• _ACTIONS DEMANDÉES_
• A. Reproduisez fidèlement le passage de l'entretien sur les gangs en Haïti, depuis « C’est très difficile » jusqu'à « la capitale Port-au-Prince. ».
• B. Dressez la liste des coalitions armées de Port-au-Prince que l'entretien sur les gangs en Haïti désigne par leur nom.

• _TEXTE SOURCE_
* * * * * * *
Fil d'Ariane
TV5MONDE : Plusieurs groupes armés sèment la violence en Haïti depuis de nombreuses années. Qui sont ces gangs ?
Frédéric Thomas : Il s’agit d’un phénomène assez traditionnel qui a été réactivé au cours de ces dernières années. Ce phénomène se nourrit de la pauvreté dans les bidonvilles, du clientélisme, de la corruption, de l’absence d’accès aux services sociaux, l'absence des institutions publiques. Ce sont des groupes qui contrôlent des territoires. Ils sont souvent instrumentalisés par le pouvoir, la classe politique et les hommes d’affaires. En échange de voix au moment de votes, les gangs peuvent agir en toute impunité, ils reçoivent de l’argent et des armes de ce pouvoir.
TV5MONDE : Les attaques des gangs sont surtout signalées dans les grandes villes. Sont-ils actifs ailleurs sur le territoire ?
F.T : L’essentiel des gangs est concentré dans la capitale Port-au-Prince et sa proche périphérie. Il y a plusieurs coalitions armées dans Port-au-Prince, comme le “G9” de Jimmy Chérizier, le “GPEP” de Ti Gabriel, le “400 Mawozo”. Ce sont les plus connus. Mais aujourd'hui, on parle d'une centaine de gangs dans tout le pays. Mais les chiffres varient. Il y a un an, l’ONU avait évalué leur nombre à 95, certaines sources parlent de 50… Ce sont des groupes très opportunistes qui reconfigurent les alliances entre eux et le pouvoir, en fonction des ressources disponibles.
TV5MONDE : Ces gangs sont-ils implantés ailleurs dans les Caraïbes ?
F.T : Ils sont très ancrés en Haïti. Ce sont les gangs qui contrôlent le territoire local, les ressources et le pouvoir. Mais avec l'absence d’État, le trafic de drogue s'institutionnalise, et qui augmente, ils ont de plus en plus de connexions. Il est donc possible que ces gangs se développent à travers l'infrastructure de la drogue.
TV5MONDE : Connaît-on le nombre de gangs actuellement en activité en Haïti ?
C’est très difficile d’en être sûr. On estime qu’il y a au moins une centaine de bandes armées, peut-être 200. On parle d’environ 500 000 armes illégales qui circulent dans le pays, mais ces chiffres datent déjà d’il y a deux ou trois ans. Leur nombre a sûrement augmenté. Entre 2020 et 2021, on parlait d’environ 3 000 personnes enrôlées dans ces bandes armées. Mais à chaque fois, ce sont des approximations. Ce qui est certain, en tous cas, c’est que les gangs opèrent majoritairement dans les quartiers populaires qui se trouvent dans le département de l’Ouest, où se situe la capitale Port-au-Prince.
* * * * * * *
• _ENREGISTREMENTS FOURNIS_
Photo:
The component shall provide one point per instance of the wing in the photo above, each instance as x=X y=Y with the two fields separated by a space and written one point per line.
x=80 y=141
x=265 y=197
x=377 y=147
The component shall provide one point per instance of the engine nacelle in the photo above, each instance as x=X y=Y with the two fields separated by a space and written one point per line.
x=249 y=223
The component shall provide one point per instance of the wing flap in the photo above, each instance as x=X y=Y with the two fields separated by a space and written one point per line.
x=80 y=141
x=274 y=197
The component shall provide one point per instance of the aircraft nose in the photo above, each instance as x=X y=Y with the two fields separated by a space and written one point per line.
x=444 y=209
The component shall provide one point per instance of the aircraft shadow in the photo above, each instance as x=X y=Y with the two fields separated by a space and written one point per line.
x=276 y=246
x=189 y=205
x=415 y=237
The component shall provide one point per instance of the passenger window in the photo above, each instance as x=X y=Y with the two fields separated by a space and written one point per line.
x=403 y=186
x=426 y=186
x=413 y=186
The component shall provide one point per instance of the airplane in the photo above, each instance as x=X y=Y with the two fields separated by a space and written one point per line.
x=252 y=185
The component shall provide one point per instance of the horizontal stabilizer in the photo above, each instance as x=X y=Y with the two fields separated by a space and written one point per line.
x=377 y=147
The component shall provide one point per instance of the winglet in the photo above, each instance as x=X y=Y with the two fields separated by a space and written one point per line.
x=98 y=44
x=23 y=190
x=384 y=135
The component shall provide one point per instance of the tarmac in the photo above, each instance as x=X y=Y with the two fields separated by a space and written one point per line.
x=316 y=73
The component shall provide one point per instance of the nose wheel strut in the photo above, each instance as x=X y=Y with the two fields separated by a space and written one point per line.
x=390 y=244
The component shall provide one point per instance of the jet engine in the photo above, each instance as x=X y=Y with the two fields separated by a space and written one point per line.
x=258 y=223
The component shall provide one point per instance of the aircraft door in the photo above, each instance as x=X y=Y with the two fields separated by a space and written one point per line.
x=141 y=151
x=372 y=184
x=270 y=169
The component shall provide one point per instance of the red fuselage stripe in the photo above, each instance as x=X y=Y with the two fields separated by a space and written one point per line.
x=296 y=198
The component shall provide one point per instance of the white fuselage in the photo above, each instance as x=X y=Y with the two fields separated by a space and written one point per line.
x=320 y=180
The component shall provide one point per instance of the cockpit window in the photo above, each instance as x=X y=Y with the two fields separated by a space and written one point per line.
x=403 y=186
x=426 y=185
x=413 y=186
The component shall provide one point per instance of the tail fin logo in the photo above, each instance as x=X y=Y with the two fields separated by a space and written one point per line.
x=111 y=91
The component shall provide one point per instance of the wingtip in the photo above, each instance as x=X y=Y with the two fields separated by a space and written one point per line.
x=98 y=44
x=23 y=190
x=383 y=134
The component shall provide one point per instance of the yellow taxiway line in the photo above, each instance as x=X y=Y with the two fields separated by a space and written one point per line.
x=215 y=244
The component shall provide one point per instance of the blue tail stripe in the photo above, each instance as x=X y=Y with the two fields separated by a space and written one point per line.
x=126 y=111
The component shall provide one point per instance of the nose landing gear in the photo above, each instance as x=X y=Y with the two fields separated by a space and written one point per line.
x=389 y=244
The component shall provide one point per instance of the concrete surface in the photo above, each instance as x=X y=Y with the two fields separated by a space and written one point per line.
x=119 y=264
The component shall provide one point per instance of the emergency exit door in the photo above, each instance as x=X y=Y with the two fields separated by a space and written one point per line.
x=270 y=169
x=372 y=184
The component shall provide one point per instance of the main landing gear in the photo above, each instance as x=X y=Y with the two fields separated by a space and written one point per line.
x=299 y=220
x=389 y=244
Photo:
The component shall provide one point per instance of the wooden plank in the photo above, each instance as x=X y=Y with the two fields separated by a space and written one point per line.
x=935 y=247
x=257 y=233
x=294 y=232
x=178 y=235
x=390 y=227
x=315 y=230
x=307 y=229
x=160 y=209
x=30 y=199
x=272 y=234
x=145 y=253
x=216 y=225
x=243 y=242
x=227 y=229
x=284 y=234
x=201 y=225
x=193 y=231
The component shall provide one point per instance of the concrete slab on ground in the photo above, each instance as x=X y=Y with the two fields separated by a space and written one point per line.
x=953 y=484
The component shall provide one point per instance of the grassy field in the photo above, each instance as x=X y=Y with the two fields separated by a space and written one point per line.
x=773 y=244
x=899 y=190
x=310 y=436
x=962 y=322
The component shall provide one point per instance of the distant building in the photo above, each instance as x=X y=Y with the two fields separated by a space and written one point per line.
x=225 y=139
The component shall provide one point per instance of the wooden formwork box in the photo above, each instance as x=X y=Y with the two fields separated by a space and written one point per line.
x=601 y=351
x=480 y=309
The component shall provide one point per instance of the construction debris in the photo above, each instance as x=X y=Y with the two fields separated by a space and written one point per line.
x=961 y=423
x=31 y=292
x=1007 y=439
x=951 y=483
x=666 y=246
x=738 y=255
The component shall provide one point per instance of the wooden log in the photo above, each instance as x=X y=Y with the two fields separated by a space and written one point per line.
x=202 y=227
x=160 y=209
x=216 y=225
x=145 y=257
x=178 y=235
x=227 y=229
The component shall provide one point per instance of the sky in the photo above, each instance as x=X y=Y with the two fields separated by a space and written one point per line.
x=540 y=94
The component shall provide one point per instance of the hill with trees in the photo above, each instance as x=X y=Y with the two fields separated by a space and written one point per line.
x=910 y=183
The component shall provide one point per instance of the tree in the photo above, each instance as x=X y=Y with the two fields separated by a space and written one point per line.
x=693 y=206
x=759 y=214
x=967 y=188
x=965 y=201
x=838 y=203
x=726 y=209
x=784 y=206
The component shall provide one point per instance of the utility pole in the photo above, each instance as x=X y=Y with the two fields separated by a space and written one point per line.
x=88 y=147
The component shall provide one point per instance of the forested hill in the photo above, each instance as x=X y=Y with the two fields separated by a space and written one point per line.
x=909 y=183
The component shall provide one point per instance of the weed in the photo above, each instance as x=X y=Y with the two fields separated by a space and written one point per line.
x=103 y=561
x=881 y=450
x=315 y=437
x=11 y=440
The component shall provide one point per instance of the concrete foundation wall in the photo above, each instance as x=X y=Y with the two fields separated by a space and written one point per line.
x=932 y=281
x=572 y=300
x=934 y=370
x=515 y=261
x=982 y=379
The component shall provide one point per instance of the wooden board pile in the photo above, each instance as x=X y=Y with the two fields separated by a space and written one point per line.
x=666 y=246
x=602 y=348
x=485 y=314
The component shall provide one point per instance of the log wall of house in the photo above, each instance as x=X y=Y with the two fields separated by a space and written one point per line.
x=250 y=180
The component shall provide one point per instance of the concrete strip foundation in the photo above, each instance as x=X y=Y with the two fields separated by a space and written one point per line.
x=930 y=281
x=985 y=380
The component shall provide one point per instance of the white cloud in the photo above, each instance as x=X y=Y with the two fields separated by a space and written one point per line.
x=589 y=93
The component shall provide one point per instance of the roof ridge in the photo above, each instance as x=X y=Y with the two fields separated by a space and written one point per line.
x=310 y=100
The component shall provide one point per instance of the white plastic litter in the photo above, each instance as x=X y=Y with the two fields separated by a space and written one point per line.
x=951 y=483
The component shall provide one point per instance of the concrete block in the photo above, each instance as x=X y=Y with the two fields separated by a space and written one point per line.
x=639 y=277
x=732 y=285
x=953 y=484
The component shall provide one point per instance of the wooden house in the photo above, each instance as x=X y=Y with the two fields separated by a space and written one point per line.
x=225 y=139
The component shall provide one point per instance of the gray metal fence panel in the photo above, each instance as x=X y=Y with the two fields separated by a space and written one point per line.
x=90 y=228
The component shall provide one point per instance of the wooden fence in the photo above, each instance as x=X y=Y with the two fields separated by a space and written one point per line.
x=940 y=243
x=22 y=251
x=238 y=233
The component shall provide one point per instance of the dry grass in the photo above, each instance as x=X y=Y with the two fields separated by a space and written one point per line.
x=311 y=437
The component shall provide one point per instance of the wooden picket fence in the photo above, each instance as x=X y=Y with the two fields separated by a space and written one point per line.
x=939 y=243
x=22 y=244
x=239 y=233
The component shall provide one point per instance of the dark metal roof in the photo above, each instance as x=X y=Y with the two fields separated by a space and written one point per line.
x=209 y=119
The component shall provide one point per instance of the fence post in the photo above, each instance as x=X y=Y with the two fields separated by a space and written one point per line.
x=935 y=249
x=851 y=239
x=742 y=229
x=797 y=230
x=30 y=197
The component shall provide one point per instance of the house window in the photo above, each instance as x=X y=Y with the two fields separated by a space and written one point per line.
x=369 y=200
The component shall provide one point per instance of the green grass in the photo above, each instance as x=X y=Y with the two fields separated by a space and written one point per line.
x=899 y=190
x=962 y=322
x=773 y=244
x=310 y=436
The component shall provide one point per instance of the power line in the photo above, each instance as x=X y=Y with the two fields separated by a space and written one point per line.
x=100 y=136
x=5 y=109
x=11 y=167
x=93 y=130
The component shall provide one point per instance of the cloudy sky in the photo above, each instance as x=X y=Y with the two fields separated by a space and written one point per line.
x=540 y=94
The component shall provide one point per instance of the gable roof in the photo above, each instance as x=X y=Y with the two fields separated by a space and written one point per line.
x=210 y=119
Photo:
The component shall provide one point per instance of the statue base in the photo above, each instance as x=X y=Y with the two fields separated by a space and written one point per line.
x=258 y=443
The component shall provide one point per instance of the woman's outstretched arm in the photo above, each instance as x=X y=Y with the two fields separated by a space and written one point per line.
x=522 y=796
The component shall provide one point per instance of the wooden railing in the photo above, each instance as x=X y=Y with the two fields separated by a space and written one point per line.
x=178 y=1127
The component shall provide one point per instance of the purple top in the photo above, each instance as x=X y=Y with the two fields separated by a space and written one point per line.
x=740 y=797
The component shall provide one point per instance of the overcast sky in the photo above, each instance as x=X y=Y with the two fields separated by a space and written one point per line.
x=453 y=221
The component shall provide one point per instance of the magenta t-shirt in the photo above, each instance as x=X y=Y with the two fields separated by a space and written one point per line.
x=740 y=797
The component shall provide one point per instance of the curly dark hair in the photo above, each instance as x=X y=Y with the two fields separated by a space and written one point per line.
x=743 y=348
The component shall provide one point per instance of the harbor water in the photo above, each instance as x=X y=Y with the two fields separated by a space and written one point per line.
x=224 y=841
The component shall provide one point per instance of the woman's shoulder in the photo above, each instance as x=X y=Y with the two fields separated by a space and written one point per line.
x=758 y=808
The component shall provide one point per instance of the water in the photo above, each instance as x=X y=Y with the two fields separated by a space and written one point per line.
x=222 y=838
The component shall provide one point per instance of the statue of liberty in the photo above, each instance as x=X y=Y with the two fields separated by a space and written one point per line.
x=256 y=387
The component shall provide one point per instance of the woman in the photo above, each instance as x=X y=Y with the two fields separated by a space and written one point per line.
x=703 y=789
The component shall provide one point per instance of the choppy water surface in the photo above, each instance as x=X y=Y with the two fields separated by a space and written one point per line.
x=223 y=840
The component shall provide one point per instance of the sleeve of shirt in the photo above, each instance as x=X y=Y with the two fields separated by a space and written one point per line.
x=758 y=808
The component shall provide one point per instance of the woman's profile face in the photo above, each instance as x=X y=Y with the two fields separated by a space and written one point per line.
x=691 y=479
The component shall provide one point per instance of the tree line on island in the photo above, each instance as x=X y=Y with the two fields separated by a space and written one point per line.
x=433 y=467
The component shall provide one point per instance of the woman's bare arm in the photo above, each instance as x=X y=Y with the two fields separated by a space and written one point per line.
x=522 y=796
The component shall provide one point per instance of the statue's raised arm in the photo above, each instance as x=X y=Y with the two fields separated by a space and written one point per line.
* * * * * * *
• _RÉPONSES PAR CONSIGNE_
• A.
C’est très difficile d’en être sûr. On estime qu’il y a au moins une centaine de bandes armées, peut-être 200. On parle d’environ 500 000 armes illégales qui circulent dans le pays, mais ces chiffres datent déjà d’il y a deux ou trois ans. Leur nombre a sûrement augmenté. Entre 2020 et 2021, on parlait d’environ 3 000 personnes enrôlées dans ces bandes armées. Mais à chaque fois, ce sont des approximations. Ce qui est certain, en tous cas, c’est que les gangs opèrent majoritairement dans les quartiers populaires qui se trouvent dans le département de l’Ouest, où se situe la capitale Port-au-Prince.

• B.
- le « G9 » de Jimmy Chérizier
- le « GPEP » de Ti Gabriel
- le « 400 Mawozo »